## BEGIN Given records

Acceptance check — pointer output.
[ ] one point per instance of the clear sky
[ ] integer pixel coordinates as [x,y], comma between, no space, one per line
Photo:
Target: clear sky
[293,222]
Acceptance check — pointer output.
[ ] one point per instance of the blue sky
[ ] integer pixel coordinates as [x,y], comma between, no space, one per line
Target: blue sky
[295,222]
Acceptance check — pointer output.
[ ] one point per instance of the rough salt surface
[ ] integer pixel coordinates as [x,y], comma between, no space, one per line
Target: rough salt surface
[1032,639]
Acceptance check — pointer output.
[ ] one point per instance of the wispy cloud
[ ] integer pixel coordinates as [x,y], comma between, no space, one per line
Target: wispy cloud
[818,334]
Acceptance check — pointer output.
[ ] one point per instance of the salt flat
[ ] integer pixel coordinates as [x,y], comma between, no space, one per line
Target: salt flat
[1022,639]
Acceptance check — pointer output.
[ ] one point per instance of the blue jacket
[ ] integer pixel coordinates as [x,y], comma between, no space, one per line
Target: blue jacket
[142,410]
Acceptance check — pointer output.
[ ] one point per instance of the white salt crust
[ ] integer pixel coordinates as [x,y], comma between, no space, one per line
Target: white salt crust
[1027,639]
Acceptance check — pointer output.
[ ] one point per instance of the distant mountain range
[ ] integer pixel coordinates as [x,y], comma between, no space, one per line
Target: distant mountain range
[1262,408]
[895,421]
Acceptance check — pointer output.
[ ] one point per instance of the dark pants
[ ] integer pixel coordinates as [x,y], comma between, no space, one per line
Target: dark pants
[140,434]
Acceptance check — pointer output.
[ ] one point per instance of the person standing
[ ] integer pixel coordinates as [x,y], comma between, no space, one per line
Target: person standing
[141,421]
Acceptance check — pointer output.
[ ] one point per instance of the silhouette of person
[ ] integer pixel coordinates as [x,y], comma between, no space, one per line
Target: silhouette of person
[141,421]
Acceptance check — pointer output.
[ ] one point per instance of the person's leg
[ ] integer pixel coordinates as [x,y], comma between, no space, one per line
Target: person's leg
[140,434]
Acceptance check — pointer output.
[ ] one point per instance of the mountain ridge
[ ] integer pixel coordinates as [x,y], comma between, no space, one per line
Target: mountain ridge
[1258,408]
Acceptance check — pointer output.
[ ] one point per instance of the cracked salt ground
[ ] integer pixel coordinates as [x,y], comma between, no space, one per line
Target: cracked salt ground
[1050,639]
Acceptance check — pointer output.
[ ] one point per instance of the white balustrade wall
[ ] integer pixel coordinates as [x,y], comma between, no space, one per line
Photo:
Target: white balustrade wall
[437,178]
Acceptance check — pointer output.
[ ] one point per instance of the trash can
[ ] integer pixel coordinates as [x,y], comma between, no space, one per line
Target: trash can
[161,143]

## END Given records

=== Work to be completed ===
Write the whole listing out again. Keep every line exactly as it is.

=== Exercise response ===
Acceptance check — pointer output.
[ ] one point per instance of the clear sky
[ ] integer pixel coordinates as [x,y], comma between, no space, one per line
Photo:
Target: clear sky
[293,222]
Acceptance check — pointer output.
[ ] one point per instance of the blue sky
[ ] integer pixel coordinates as [x,y], comma between, no space, one per line
Target: blue sky
[295,222]
Acceptance check — pointer output.
[ ] one point per instance of the rough salt surface
[ ] integer pixel coordinates as [x,y], comma between, no space, one per line
Target: rough salt surface
[1032,639]
Acceptance check — pointer output.
[ ] one point per instance of the wispy cloud
[ ] integer pixel coordinates as [x,y], comma between, no space, one per line
Target: wispy cloud
[818,334]
Acceptance check — pointer output.
[ ] one point per instance of the salt flat
[ ] integer pixel coordinates as [x,y], comma between, no space, one per line
Target: salt flat
[1022,639]
Acceptance check — pointer output.
[ ] one point per instance of the blue jacket
[ ] integer pixel coordinates as [x,y], comma between, no space, one per line
Target: blue jacket
[142,410]
Acceptance check — pointer output.
[ ] one point per instance of the white salt crust
[ ] integer pixel coordinates as [x,y], comma between, no space, one per line
Target: white salt crust
[1027,639]
Acceptance check — pointer output.
[ ] one point per instance of the distant mountain range
[ ] integer pixel coordinates as [x,y], comma between, no space, one per line
Target: distant mountain range
[1262,408]
[895,421]
Acceptance check — pointer output.
[ ] one point per instance of the dark pants
[ ] integer pixel coordinates as [x,y], comma between, no space, one per line
Target: dark pants
[140,434]
Acceptance check — pointer output.
[ ] one point per instance of the person standing
[ ] integer pixel coordinates as [x,y], comma between, no space, one per line
Target: person standing
[141,421]
Acceptance check — pointer output.
[ ] one point per instance of the silhouette of person
[ ] integer pixel coordinates as [x,y], comma between, no space, one per line
Target: silhouette of person
[141,421]
Acceptance check — pointer output.
[ ] one point per instance of the person's leg
[ ] integer pixel coordinates as [x,y], comma between, no space, one per line
Target: person's leg
[140,434]
Acceptance check — pointer output.
[ ] one point per instance of the mountain ridge
[ ] integer pixel coordinates as [x,y], comma between, no space, one per line
Target: mountain ridge
[1258,408]
Acceptance check — pointer output.
[ ] one point per instance of the cracked salt ground
[ ] integer pixel coordinates as [x,y], comma between, no space, one per line
Target: cracked salt ground
[1050,639]
Acceptance check — pointer output.
[ ] one point per instance of the white balustrade wall
[ ] integer pixel coordinates as [x,y], comma between, no space, one per line
Photo:
Target: white balustrade wall
[437,178]
Acceptance check — pointer output.
[ ] one point per instance of the trash can
[ ] integer pixel coordinates as [x,y], comma between, no space, one per line
Target: trash can
[161,143]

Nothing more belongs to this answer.